Read the data, and whenever a line holds the word "banner", report that line.
---------- STUDY MATERIAL
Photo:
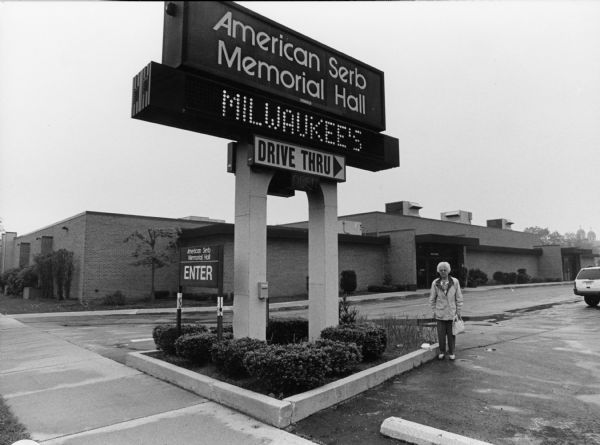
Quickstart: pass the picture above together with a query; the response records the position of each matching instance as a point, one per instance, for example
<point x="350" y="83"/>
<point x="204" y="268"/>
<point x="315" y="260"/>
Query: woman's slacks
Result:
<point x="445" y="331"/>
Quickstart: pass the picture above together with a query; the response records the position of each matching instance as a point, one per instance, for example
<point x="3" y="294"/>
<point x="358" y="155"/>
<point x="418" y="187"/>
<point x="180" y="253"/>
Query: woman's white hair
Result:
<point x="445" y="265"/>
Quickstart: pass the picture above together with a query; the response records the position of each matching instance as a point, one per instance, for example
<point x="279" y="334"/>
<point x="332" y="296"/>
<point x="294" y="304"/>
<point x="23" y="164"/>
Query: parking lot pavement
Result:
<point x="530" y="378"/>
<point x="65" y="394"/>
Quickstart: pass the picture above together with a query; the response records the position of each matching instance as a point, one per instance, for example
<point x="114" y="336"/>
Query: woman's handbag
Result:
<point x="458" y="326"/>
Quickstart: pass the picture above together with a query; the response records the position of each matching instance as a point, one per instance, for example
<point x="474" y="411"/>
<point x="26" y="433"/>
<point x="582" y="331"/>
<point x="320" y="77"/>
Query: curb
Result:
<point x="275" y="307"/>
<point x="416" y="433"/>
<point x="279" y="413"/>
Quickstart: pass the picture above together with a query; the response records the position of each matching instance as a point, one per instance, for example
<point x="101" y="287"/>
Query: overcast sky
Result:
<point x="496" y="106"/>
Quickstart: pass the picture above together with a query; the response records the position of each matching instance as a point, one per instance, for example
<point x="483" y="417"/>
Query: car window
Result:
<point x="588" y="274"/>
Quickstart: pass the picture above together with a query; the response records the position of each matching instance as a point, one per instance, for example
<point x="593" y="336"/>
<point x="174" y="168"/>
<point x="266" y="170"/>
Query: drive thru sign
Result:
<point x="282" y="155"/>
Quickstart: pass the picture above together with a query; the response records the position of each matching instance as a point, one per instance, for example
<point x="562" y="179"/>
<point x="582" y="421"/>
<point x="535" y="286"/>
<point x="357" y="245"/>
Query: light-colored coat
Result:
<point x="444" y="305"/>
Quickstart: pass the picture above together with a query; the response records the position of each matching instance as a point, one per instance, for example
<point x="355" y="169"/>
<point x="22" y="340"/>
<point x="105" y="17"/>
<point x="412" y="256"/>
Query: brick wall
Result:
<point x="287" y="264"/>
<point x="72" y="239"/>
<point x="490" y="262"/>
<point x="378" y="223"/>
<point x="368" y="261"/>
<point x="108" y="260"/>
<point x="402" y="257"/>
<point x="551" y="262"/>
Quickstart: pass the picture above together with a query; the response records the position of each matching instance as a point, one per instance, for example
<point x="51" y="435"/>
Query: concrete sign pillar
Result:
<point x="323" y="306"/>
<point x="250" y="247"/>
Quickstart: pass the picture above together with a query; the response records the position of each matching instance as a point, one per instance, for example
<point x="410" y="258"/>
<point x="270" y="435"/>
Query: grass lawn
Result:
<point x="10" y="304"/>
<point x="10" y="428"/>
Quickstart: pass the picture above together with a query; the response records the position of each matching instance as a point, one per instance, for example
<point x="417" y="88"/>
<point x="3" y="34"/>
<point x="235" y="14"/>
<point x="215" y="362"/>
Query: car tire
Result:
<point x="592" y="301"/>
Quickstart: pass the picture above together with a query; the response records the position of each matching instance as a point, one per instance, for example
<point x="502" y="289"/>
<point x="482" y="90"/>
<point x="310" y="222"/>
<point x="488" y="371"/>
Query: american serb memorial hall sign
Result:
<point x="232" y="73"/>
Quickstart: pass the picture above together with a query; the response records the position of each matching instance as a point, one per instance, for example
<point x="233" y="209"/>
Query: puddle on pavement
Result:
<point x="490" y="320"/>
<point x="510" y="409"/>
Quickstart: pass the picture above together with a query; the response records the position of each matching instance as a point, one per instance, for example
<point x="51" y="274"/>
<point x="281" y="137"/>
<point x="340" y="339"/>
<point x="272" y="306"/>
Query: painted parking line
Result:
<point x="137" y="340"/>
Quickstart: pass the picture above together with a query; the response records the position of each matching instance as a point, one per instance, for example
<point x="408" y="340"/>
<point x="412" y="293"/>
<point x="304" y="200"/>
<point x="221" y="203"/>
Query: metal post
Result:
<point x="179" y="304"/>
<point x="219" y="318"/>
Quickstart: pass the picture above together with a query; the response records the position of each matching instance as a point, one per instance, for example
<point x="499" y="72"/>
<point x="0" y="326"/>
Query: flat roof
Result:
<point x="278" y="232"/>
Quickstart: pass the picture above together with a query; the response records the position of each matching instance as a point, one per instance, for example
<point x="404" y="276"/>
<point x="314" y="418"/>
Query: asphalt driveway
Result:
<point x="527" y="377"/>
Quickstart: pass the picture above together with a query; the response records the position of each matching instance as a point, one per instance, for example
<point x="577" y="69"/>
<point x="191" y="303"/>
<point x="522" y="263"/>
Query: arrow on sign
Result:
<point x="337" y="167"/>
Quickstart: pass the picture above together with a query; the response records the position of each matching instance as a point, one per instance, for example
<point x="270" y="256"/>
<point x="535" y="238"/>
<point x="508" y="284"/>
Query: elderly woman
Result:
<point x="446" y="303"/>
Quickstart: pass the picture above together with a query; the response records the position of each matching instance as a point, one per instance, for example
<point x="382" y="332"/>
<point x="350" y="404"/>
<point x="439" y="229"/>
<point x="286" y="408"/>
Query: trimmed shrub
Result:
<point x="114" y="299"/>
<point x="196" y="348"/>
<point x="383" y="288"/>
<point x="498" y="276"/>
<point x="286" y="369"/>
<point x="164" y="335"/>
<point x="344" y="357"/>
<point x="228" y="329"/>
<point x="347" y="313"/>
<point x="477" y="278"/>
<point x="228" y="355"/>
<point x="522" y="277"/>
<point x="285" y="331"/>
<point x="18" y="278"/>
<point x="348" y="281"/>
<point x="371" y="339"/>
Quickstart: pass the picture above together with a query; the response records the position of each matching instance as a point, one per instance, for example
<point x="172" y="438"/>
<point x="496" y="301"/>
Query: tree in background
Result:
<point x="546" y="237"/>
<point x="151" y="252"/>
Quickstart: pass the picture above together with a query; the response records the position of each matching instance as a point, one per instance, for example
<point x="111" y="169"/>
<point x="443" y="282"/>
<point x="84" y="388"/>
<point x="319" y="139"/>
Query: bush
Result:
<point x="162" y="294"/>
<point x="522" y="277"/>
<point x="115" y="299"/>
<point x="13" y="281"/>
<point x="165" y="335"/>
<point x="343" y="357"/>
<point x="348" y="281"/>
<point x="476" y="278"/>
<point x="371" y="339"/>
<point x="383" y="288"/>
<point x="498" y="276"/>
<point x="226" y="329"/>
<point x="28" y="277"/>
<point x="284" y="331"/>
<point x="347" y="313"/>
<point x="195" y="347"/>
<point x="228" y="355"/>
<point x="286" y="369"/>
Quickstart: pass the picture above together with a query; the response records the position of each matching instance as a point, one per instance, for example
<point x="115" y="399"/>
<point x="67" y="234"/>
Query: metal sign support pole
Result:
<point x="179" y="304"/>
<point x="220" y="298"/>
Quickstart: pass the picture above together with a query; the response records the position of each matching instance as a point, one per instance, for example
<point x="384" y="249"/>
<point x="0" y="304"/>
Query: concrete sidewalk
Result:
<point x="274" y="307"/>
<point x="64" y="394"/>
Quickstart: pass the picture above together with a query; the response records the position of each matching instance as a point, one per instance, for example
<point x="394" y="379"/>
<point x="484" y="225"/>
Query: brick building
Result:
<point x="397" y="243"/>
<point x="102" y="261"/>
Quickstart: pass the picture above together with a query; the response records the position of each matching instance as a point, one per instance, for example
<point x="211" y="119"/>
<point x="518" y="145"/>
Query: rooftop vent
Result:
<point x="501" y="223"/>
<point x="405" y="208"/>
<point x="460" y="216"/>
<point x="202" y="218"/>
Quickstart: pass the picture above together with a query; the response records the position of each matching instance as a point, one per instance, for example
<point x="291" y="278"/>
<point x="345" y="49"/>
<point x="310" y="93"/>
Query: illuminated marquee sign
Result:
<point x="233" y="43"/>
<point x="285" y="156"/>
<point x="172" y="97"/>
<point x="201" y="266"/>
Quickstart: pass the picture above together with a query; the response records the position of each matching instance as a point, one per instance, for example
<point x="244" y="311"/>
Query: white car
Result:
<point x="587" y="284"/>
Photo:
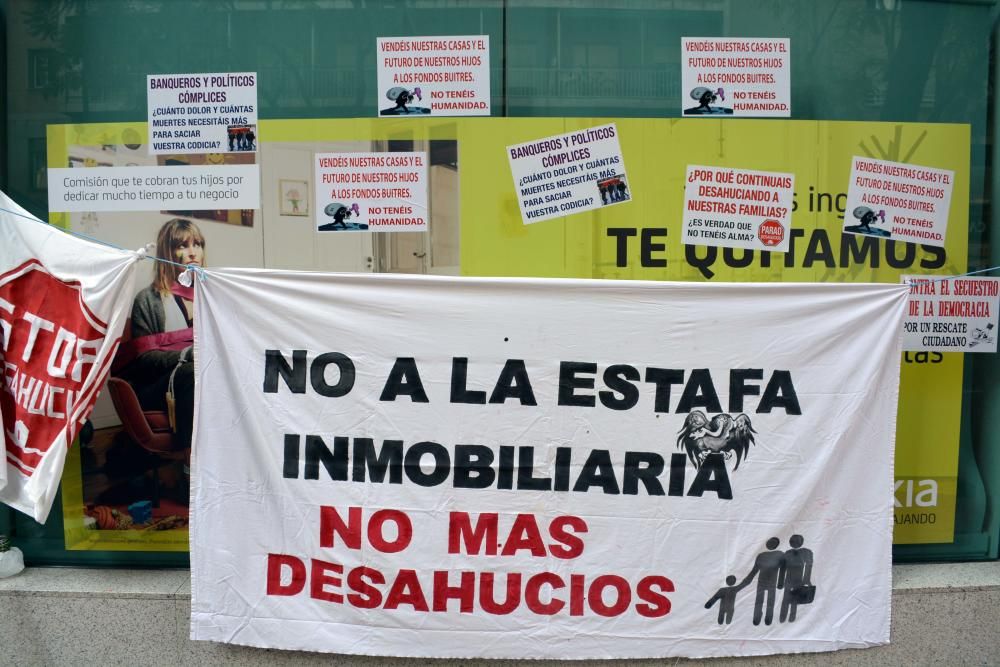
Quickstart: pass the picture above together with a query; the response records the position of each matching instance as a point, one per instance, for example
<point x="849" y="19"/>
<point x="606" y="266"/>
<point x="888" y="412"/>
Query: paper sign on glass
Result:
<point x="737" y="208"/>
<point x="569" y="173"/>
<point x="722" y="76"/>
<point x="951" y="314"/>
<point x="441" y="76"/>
--------------------
---------- STUDY MATERIAL
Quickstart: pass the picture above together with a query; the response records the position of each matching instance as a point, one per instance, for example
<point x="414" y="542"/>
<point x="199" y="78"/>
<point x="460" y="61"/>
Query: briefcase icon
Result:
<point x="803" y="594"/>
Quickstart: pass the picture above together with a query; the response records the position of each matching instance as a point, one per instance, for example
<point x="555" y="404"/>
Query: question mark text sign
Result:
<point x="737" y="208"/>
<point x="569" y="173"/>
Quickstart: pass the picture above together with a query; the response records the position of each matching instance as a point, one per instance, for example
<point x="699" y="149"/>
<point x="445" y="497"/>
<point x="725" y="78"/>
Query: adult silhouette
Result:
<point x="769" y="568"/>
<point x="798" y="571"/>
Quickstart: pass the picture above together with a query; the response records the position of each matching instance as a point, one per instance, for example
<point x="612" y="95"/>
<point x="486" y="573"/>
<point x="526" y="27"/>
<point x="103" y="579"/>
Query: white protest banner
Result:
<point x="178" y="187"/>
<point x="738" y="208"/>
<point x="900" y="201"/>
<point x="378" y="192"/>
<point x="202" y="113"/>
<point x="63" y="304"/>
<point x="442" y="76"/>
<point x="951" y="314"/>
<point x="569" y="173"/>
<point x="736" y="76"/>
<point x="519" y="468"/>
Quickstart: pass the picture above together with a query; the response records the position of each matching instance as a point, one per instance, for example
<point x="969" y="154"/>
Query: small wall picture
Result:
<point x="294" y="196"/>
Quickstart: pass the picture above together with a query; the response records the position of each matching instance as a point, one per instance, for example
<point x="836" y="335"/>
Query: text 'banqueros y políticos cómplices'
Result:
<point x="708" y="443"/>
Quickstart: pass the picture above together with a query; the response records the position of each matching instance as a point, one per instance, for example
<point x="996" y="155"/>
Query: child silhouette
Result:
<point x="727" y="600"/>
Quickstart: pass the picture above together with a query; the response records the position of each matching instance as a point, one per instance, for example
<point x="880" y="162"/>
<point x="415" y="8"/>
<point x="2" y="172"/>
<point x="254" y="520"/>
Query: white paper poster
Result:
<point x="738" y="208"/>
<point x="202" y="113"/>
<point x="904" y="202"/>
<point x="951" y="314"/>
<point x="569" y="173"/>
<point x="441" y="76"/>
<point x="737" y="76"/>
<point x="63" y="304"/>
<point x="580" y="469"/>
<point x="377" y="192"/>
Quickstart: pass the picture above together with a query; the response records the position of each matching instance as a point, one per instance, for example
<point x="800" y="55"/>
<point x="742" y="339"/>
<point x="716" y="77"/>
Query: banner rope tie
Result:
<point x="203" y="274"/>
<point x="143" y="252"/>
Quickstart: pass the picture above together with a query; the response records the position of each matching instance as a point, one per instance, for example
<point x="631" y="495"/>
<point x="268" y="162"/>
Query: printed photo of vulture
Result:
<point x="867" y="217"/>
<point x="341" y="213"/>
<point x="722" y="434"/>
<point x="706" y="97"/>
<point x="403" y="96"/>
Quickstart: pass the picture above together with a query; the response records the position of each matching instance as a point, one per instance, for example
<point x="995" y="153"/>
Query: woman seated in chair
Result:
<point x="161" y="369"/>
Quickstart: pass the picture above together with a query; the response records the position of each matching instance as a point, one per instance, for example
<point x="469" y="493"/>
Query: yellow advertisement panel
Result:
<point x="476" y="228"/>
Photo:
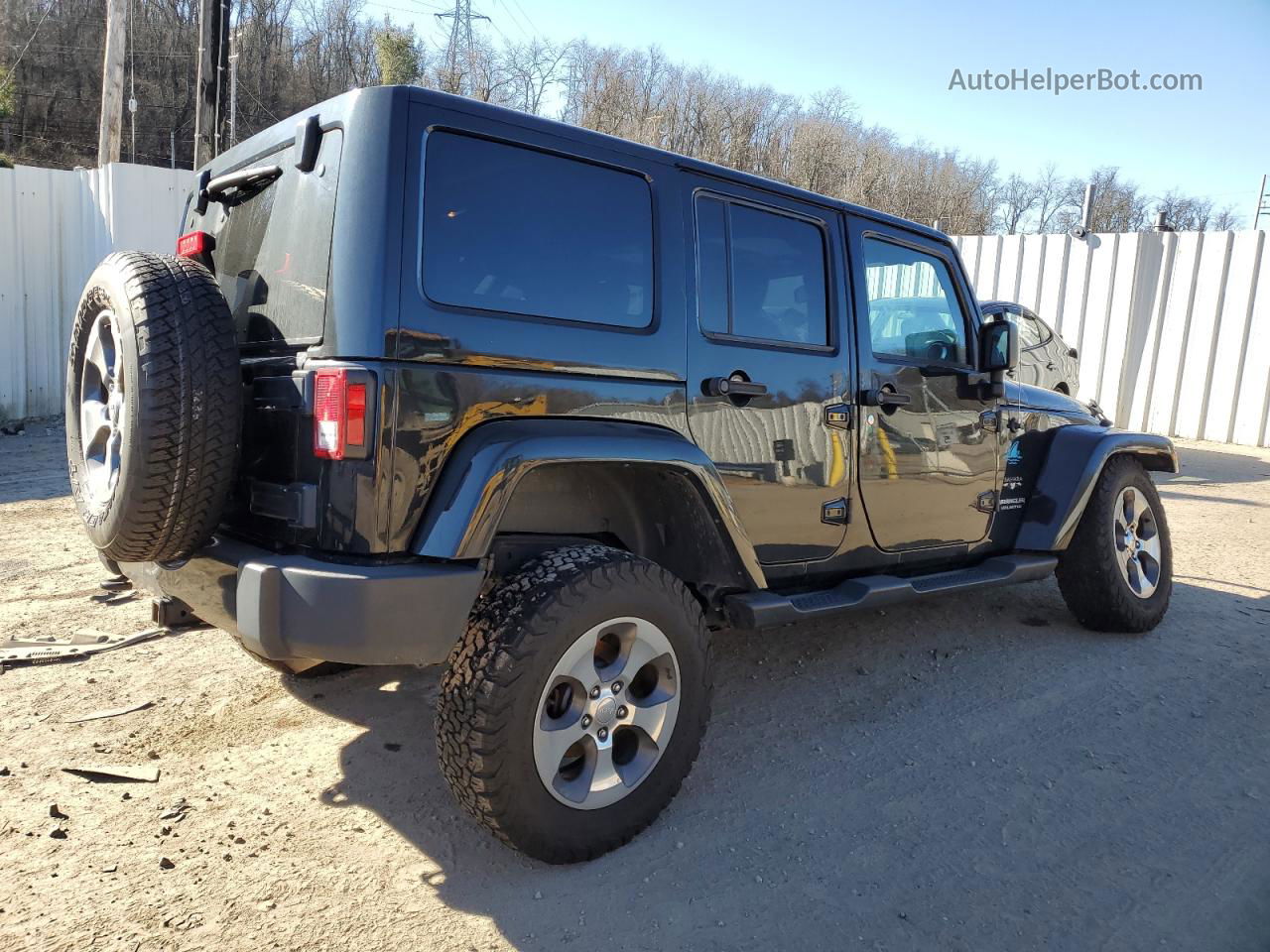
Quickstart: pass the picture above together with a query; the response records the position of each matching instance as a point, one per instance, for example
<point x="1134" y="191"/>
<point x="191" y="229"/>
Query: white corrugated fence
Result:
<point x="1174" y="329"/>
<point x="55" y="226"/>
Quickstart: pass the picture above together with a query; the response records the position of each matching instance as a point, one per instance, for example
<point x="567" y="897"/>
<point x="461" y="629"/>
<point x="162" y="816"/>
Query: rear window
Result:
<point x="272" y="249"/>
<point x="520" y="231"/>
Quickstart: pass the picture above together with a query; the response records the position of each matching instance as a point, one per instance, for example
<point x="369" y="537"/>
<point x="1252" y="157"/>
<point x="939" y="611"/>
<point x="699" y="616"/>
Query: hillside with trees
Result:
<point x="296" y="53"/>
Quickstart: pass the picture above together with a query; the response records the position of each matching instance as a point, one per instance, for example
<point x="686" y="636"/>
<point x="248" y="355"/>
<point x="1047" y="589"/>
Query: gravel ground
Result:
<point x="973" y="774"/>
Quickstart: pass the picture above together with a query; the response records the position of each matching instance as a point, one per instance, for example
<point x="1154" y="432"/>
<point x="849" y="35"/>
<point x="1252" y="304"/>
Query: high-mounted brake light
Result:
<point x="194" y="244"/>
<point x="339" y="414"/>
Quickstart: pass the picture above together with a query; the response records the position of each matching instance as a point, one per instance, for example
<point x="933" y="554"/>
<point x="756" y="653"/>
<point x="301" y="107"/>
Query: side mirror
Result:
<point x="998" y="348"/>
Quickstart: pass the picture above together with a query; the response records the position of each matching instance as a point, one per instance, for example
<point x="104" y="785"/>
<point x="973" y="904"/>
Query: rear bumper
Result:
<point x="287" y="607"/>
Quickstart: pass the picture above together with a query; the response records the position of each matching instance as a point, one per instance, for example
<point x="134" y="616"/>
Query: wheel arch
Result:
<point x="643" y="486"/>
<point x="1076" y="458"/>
--------------------
---------- STUDY MATERIAL
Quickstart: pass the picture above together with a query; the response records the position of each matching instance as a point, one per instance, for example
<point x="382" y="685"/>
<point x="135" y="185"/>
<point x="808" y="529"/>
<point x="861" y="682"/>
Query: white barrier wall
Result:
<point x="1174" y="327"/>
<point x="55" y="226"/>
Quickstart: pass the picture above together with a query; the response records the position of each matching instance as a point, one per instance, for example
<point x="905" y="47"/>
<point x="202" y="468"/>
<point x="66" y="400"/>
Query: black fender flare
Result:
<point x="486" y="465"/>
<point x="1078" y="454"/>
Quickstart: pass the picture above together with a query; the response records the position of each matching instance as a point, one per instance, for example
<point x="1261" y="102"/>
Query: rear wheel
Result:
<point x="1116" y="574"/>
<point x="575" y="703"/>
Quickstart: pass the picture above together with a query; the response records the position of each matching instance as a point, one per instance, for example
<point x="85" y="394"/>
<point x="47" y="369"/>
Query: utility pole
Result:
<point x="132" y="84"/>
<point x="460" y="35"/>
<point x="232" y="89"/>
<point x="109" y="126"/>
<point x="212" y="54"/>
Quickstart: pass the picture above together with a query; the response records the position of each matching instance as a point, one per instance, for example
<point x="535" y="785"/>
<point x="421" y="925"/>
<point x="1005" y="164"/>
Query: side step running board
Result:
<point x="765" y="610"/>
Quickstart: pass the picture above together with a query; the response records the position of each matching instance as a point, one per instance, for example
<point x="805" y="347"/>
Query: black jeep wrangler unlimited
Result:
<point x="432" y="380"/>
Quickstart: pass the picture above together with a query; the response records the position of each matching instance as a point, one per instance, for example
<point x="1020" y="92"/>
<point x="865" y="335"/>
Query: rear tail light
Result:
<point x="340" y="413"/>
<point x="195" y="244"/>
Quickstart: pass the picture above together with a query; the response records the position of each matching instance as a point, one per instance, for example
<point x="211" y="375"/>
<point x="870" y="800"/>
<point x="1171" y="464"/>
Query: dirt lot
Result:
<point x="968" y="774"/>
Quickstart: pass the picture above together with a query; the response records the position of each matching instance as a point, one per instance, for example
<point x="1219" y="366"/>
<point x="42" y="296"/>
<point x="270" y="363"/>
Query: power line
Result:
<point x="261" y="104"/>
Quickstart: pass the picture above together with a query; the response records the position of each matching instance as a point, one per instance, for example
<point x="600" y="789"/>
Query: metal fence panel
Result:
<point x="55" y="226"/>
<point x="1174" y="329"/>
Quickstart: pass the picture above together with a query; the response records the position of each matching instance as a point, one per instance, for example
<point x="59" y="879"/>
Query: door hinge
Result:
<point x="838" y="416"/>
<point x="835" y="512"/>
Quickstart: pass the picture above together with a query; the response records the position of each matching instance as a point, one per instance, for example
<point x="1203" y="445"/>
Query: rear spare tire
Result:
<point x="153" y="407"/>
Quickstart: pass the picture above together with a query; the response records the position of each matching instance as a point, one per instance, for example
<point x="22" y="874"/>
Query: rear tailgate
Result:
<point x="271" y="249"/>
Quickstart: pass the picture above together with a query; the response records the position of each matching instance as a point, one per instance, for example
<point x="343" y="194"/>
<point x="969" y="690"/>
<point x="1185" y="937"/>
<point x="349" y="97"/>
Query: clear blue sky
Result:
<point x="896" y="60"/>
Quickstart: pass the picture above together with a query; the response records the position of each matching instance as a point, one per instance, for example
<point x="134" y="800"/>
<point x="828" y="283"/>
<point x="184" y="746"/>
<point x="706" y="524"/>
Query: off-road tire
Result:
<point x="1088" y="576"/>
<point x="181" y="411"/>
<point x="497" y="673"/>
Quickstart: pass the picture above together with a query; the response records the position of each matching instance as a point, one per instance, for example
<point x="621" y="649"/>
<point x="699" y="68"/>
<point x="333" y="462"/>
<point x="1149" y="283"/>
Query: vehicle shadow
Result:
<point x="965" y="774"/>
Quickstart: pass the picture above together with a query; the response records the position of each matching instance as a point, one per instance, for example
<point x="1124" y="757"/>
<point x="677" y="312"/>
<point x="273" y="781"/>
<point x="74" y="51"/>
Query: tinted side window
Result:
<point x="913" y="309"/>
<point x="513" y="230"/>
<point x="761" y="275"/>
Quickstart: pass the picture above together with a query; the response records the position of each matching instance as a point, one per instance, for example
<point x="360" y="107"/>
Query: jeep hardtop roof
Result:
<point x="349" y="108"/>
--------------------
--- EXERCISE OUTPUT ---
Query: white protest banner
Query: banner rope tie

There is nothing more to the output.